[Problem statement] Convert the material below into a Markdown table with the columns "Row" and "Line". Put each non-blank line in its own row, numbered in order.
begin Data for this exercise
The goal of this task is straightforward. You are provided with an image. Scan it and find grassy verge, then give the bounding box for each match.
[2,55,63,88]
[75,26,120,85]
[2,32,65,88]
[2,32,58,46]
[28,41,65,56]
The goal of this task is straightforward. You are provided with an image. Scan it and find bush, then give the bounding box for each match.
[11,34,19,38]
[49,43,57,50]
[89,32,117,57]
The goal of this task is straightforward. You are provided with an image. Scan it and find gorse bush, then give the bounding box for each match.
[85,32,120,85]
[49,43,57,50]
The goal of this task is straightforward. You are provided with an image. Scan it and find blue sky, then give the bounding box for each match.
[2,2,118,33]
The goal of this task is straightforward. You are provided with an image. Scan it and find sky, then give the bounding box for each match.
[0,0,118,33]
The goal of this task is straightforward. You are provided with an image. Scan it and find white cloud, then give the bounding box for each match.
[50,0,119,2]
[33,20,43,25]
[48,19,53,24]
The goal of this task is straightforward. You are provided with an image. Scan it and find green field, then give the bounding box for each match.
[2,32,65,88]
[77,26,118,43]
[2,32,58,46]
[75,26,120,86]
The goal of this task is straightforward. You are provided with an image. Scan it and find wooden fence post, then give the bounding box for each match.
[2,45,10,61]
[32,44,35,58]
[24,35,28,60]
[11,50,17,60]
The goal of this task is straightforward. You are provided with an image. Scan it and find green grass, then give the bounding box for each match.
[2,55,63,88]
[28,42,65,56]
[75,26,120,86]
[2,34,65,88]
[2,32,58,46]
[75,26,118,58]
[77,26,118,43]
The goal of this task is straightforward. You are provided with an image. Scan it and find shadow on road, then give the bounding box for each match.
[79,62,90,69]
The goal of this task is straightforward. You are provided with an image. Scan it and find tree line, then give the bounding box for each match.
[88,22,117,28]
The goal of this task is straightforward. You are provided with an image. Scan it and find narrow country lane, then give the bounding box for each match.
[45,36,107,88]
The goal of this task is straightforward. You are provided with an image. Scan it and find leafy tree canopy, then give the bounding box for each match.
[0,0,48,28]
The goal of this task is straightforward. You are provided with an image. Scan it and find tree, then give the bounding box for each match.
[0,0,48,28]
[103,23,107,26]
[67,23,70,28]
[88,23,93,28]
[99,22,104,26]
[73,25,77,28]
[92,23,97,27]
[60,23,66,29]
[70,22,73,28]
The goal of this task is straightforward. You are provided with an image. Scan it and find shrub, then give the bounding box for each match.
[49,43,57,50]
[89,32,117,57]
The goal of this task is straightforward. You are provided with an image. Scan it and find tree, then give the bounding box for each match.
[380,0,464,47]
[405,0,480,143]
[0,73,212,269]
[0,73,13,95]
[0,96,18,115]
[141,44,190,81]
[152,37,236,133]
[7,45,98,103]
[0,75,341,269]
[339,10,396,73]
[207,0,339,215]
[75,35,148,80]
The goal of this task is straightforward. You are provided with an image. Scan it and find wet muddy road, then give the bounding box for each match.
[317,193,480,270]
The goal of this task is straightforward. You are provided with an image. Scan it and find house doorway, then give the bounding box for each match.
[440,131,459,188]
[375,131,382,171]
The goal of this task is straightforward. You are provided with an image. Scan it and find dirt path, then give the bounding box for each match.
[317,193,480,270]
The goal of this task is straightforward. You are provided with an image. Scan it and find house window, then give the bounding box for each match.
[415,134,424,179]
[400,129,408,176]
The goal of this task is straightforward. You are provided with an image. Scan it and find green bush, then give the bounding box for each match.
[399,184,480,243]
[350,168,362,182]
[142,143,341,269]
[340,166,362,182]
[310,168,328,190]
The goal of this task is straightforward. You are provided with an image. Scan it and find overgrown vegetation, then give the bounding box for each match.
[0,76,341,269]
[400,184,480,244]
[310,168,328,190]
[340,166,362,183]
end Data for this exercise
[Exercise response]
| Row | Line |
|---|---|
| 1 | The goal of this task is straightforward. You are provided with an image. Scan it and find grassy verge, then give the bounding box for each match. |
| 2 | [2,55,63,88] |
| 3 | [75,26,120,85] |
| 4 | [2,32,65,88] |
| 5 | [2,32,58,46] |
| 6 | [28,41,65,56] |
| 7 | The goal of this task is straightforward. You are provided with an image. Scan it and find bush, then give the bounding box for each match. |
| 8 | [11,34,19,38] |
| 9 | [49,43,57,50] |
| 10 | [89,32,117,57] |
| 11 | The goal of this task is straightforward. You are provided with an image. Scan it and find gorse bush, then give the bounding box for each match. |
| 12 | [85,32,120,85] |
| 13 | [49,43,57,50] |
| 14 | The goal of this task is straightforward. You are provided with an image. Scan it and find blue sky, then give the bounding box for each match. |
| 15 | [2,2,118,33] |
| 16 | The goal of this task is straightforward. You are provided with an image. Scan it and find sky, then give the bounding box for each match. |
| 17 | [0,0,118,33] |
| 18 | The goal of this task is straightforward. You are provided with an image. Scan it and find white cloud, then give the bounding box for each match. |
| 19 | [50,0,119,2] |
| 20 | [33,20,43,25] |
| 21 | [48,19,53,24] |
| 22 | The goal of this task is straightforward. You are provided with an image. Scan it and find green field, then give the bounding box for each match. |
| 23 | [2,32,65,88] |
| 24 | [77,26,118,43] |
| 25 | [2,32,58,46] |
| 26 | [75,26,120,86] |
| 27 | The goal of this task is straightforward. You are provided with an image. Scan it and find wooden fence post, then give the bounding box for each match. |
| 28 | [2,45,10,61] |
| 29 | [32,44,35,58] |
| 30 | [24,35,28,60] |
| 31 | [11,50,17,60] |
| 32 | The goal of this task is straightforward. You are provided with an image. Scan it and find green grass, then give the bounding box for each match. |
| 33 | [2,55,63,88] |
| 34 | [28,42,65,56] |
| 35 | [75,26,120,86] |
| 36 | [2,34,65,88] |
| 37 | [2,32,58,46] |
| 38 | [75,26,118,58] |
| 39 | [77,26,118,43] |
| 40 | The goal of this task is straightforward. You are provided with an image. Scan it and find shadow on road, then give the bounding box for each match. |
| 41 | [79,62,90,69] |
| 42 | The goal of this task is straightforward. You are provided with an image. Scan it and find tree line, then give the bounding box for each match. |
| 43 | [88,22,117,28] |
| 44 | The goal of this task is straightforward. You are provided with an image. Scan it and find narrow country lane, then give the bounding box for each match. |
| 45 | [45,36,107,88] |
| 46 | The goal of this task is straightforward. You are provided with an image. Scan it and find leafy tree canopy, then give the bounding box for each match. |
| 47 | [0,0,48,28] |
| 48 | The goal of this task is straightforward. You are provided with an image. Scan it and find tree, then give the bounding box for each match. |
| 49 | [0,0,48,28] |
| 50 | [103,23,107,26] |
| 51 | [67,23,70,28] |
| 52 | [88,23,93,28] |
| 53 | [99,22,104,26] |
| 54 | [73,25,77,28] |
| 55 | [92,23,97,27] |
| 56 | [60,23,66,29] |
| 57 | [70,22,73,28] |
| 58 | The goal of this task is straightforward. You are provided with an image. Scan it and find shrub, then give the bounding box for each match. |
| 59 | [49,43,57,50] |
| 60 | [89,32,117,57] |
| 61 | The goal of this task is straightforward. You are provided with an image. Scan it and find tree, then give the bounding box for each match. |
| 62 | [380,0,464,47] |
| 63 | [405,0,480,143] |
| 64 | [0,73,212,269] |
| 65 | [0,73,13,95] |
| 66 | [0,96,18,115] |
| 67 | [141,44,190,81] |
| 68 | [152,37,236,133] |
| 69 | [7,45,98,103] |
| 70 | [0,75,341,269] |
| 71 | [339,10,396,73] |
| 72 | [207,0,339,215] |
| 73 | [75,35,148,80] |
| 74 | The goal of this task is straightforward. You are provided with an image. Scan it and find wet muddy road, then give the bounding box for each match. |
| 75 | [317,193,480,270] |
| 76 | The goal of this task is straightforward. You are provided with an image. Scan it and find house doorway, then give the bounding box for each match. |
| 77 | [440,131,459,188] |
| 78 | [375,131,382,171] |
| 79 | The goal of this task is straightforward. You are provided with an image. Scan it and find dirt path, then give the bounding box for each match. |
| 80 | [317,193,480,270] |
| 81 | The goal of this task is straightforward. You are provided with an image. Scan it and find house window, then give the bounding box for each match. |
| 82 | [415,134,424,179] |
| 83 | [400,129,408,176] |
| 84 | The goal of this task is straightforward. You are provided with an image. Scan it and find green bush, then give the bounding box for each match. |
| 85 | [399,184,480,243] |
| 86 | [350,168,362,182] |
| 87 | [142,143,341,269] |
| 88 | [340,166,362,182] |
| 89 | [310,168,328,190] |
| 90 | The goal of this task is straightforward. You are provided with an image. Scan it and find overgrown vegetation, then give the bounding box for each match. |
| 91 | [0,76,341,269] |
| 92 | [400,184,480,244] |
| 93 | [310,168,328,190] |
| 94 | [340,166,362,183] |